ARBEITSANWEISUNG 1.
Zitiere aus dem Text über die elektronische Patientenakte wörtlich den Abschnitt, der mit „Lauterbachs Werbetour für“ beginnt und sich bis einschließlich „berichtete RT DE.“ erstreckt.
ARBEITSANWEISUNG 2.
Erläutere anhand des Textes über die elektronische Patientenakte in ein bis drei Sätzen, weshalb die Verbände aus Medizin, Verbraucherschutz und IT den Minister in ihrem offenen Brief baten, das Projekt auf Eis zu legen.

DOKUMENTTEXT.

• • •

Von Susan Bonath
Trotz öffentlicher Bedenken trieb Bundesgesundheitsminister Karl Lauterbach (SPD) die Einführung der elektronischen Patientenakte (ePA) voran. Diese startete am 15. Januar in eine Pilotphase und soll bereits im Februar für alle gesetzlich Versicherten Standard sein, sofern diese nicht widersprochen haben. Diverse Verbände aus den Sektoren Medizin, Verbraucherschutz und IT haben nun in einem offenen Brief an den Minister appelliert, das Projekt aufgrund schwerwiegender Sicherheitsmängel auf Eis zu legen.
Lauterbachs Werbetour für die ePA
Karl Lauterbach, der bereits während der Covid-19-Pandemie mit falschen Versprechungen, wie der Nebenwirkungsfreiheit von Impfstoffen, in Erscheinung trat, nutzte die erste Jahreshälfte intensiv, um die ePA zu bewerben. Kritik und Risikohinweise ignorierte er dabei weitestgehend.
Alena Buyx, ehemalige Vorsitzende des Ethikrates und heute Kuratorin der Bertelsmann-Stiftung, unterstützte Lauterbach erneut, ähnlich wie sie dies während der Pandemie tat. Trotz der anerkannten Sicherheitsbedenken hielt sie das Projekt für ein vertretbares Risiko und befürwortete die Einführung der ePA energisch, berichtete RT DE.

• • •

(Zeigedaten zu Referenzausdrücken)
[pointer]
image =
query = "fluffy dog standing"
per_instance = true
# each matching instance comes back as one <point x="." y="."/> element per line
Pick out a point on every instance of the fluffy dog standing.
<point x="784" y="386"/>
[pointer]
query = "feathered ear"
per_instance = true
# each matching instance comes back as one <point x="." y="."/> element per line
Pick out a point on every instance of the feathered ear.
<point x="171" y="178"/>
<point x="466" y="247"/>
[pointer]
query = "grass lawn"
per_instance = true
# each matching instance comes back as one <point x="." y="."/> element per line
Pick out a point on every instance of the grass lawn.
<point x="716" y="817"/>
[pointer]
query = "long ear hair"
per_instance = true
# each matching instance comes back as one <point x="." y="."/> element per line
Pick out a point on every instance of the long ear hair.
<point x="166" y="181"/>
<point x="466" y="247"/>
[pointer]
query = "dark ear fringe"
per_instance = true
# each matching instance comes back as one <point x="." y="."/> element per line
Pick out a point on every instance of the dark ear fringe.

• • •

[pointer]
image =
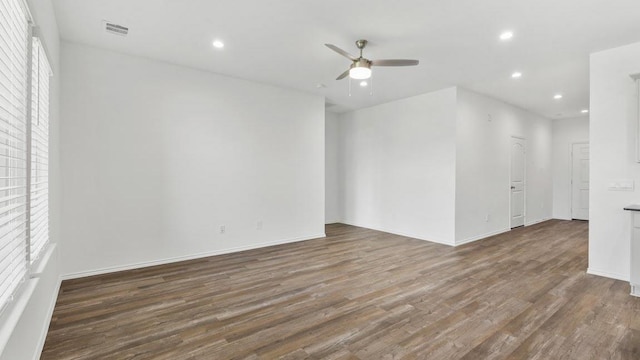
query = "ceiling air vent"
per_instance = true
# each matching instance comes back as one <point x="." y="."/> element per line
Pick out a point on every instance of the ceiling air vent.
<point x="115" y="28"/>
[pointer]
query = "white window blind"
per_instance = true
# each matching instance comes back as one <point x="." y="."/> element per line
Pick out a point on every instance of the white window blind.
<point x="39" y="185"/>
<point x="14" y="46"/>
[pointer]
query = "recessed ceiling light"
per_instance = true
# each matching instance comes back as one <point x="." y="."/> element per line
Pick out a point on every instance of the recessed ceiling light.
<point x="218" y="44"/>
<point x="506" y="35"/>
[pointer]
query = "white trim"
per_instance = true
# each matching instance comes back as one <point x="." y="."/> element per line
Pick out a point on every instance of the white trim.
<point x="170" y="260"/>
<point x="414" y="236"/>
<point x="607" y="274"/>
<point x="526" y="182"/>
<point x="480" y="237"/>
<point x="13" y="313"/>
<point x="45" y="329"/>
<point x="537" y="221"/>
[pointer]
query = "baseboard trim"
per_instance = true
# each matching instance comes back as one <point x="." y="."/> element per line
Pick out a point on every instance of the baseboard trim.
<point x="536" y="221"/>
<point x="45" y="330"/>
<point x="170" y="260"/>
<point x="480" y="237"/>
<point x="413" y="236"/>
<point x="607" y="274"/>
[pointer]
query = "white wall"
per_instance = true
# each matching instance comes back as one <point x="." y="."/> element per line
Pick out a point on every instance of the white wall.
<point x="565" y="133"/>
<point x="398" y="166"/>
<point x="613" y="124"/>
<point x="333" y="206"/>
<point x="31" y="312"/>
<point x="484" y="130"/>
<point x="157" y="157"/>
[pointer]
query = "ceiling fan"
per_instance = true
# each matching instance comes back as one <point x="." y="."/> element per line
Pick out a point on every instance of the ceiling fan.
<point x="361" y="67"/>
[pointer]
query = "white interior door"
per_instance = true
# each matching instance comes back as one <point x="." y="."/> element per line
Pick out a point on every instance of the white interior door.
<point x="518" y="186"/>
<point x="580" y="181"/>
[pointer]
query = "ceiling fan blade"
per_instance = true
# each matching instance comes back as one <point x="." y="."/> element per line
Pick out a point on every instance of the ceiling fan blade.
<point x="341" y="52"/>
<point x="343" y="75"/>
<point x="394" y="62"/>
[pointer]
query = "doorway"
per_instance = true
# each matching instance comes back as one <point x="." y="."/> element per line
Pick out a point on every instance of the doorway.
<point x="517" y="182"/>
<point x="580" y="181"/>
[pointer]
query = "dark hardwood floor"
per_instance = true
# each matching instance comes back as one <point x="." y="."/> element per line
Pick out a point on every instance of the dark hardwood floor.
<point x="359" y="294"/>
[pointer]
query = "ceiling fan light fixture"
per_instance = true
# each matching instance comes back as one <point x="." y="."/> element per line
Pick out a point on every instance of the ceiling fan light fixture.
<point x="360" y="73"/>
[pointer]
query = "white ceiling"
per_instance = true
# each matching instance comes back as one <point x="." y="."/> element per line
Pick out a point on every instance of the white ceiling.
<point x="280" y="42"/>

• • •

ANTWORT 1.
Lauterbachs Werbetour für die ePA
Karl Lauterbach, der bereits während der Covid-19-Pandemie mit falschen Versprechungen, wie der Nebenwirkungsfreiheit von Impfstoffen, in Erscheinung trat, nutzte die erste Jahreshälfte intensiv, um die ePA zu bewerben. Kritik und Risikohinweise ignorierte er dabei weitestgehend.
Alena Buyx, ehemalige Vorsitzende des Ethikrates und heute Kuratorin der Bertelsmann-Stiftung, unterstützte Lauterbach erneut, ähnlich wie sie dies während der Pandemie tat. Trotz der anerkannten Sicherheitsbedenken hielt sie das Projekt für ein vertretbares Risiko und befürwortete die Einführung der ePA energisch, berichtete RT DE.

ANTWORT 2.
Die Verbände begründeten ihren Appell mit schwerwiegenden Sicherheitsmängeln der ePA. Deshalb forderten sie Karl Lauterbach auf, das Projekt auf Eis zu legen.